(Exercise input)
* * * *
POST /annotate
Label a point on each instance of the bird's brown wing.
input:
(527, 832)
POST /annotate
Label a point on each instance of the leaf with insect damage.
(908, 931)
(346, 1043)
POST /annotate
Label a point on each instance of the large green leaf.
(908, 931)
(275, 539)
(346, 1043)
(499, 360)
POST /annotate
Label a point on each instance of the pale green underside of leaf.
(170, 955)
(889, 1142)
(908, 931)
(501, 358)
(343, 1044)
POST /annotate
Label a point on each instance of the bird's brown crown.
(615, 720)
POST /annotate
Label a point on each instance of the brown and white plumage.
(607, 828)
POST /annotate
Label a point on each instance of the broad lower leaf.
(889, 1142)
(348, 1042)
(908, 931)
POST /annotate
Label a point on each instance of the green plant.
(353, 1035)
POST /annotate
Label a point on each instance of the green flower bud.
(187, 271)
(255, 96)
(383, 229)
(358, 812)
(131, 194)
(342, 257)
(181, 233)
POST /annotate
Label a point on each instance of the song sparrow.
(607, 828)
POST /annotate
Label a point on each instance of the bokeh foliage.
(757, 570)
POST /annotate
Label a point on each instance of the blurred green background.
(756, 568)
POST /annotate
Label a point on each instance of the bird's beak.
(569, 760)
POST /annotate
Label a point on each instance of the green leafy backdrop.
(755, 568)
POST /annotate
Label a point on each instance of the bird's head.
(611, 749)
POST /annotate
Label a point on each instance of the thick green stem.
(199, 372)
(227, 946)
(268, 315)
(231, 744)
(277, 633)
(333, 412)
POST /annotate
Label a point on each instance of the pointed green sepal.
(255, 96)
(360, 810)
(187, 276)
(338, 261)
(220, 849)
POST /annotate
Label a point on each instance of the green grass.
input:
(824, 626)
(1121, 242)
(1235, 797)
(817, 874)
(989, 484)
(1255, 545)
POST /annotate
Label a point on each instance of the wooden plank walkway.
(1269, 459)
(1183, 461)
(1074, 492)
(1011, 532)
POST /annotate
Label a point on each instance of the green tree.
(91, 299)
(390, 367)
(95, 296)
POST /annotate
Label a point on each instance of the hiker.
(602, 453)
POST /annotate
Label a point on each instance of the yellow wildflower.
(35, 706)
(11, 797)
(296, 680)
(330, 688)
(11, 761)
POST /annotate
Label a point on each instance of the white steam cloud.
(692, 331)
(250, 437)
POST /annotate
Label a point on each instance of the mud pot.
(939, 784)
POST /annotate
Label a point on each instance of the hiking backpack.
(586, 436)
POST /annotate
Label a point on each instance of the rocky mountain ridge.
* * * *
(What is required) Each entry is to be retyped precisely as it stands.

(Result of this exercise)
POST /annotate
Label a point on each instance of the bird's brown wing.
input:
(527, 832)
POST /annotate
Label a point on each instance of the leaf with insect damage.
(908, 931)
(346, 1043)
POST /annotate
Label a point on each instance of the large green leaf.
(908, 931)
(275, 539)
(346, 1043)
(499, 360)
POST /annotate
Label a point on each instance of the pale green underside of leaf.
(170, 955)
(889, 1142)
(908, 931)
(501, 358)
(343, 1044)
POST /annotate
Label a point on each instance of the bird's brown crown.
(615, 720)
POST /annotate
Label a point on each instance of the brown and white plumage.
(607, 828)
POST /annotate
Label a point on each instance of the broad lower leaf.
(889, 1142)
(348, 1042)
(908, 931)
POST /annotate
Label a point on each instance of the green plant.
(353, 1035)
POST /annotate
Label a point on each instance of the green flower bud.
(187, 271)
(255, 96)
(383, 229)
(358, 812)
(131, 194)
(342, 257)
(181, 233)
POST /annotate
Label a point on each instance of the song sparrow.
(607, 828)
POST /annotate
Label a point on each instance of the bokeh foliage.
(757, 570)
POST /annotate
Label a point on each instance of the blurred green background.
(756, 568)
POST /annotate
Label a point on each instance of the bird's beak.
(569, 760)
POST /annotate
Label a point on each instance of the green leafy backdrop.
(755, 568)
POST /annotate
Label a point on each instance of the bird's head.
(611, 749)
POST /annotate
Label a point on each instance of the thick green stem.
(199, 372)
(227, 946)
(268, 315)
(231, 744)
(277, 633)
(333, 412)
POST /annotate
Label a point on each instance of the pointed green sepal.
(255, 96)
(360, 810)
(187, 276)
(338, 261)
(220, 849)
POST /annotate
Label a point on each instance of the green grass.
input:
(824, 626)
(1121, 242)
(1235, 797)
(817, 874)
(989, 484)
(1255, 545)
POST /annotate
Label a point on each instance of the wooden plank walkway.
(1269, 459)
(1183, 461)
(1074, 492)
(1011, 532)
POST /annotate
Label a point on each instance of the green tree.
(91, 299)
(390, 367)
(95, 296)
POST /annotate
Label a point on each instance of the hiker.
(602, 453)
POST /annotate
Label a point on each instance of the yellow wildflower.
(35, 706)
(11, 797)
(296, 680)
(330, 688)
(11, 761)
POST /annotate
Label a point on each instance of the white steam cloud.
(692, 331)
(250, 437)
POST /annotate
Label a point on each instance of the mud pot.
(939, 784)
POST /annotate
Label a point on each instance of the hiking backpack.
(586, 436)
POST /annotate
Label a point on each instance of the rocky mountain ridge.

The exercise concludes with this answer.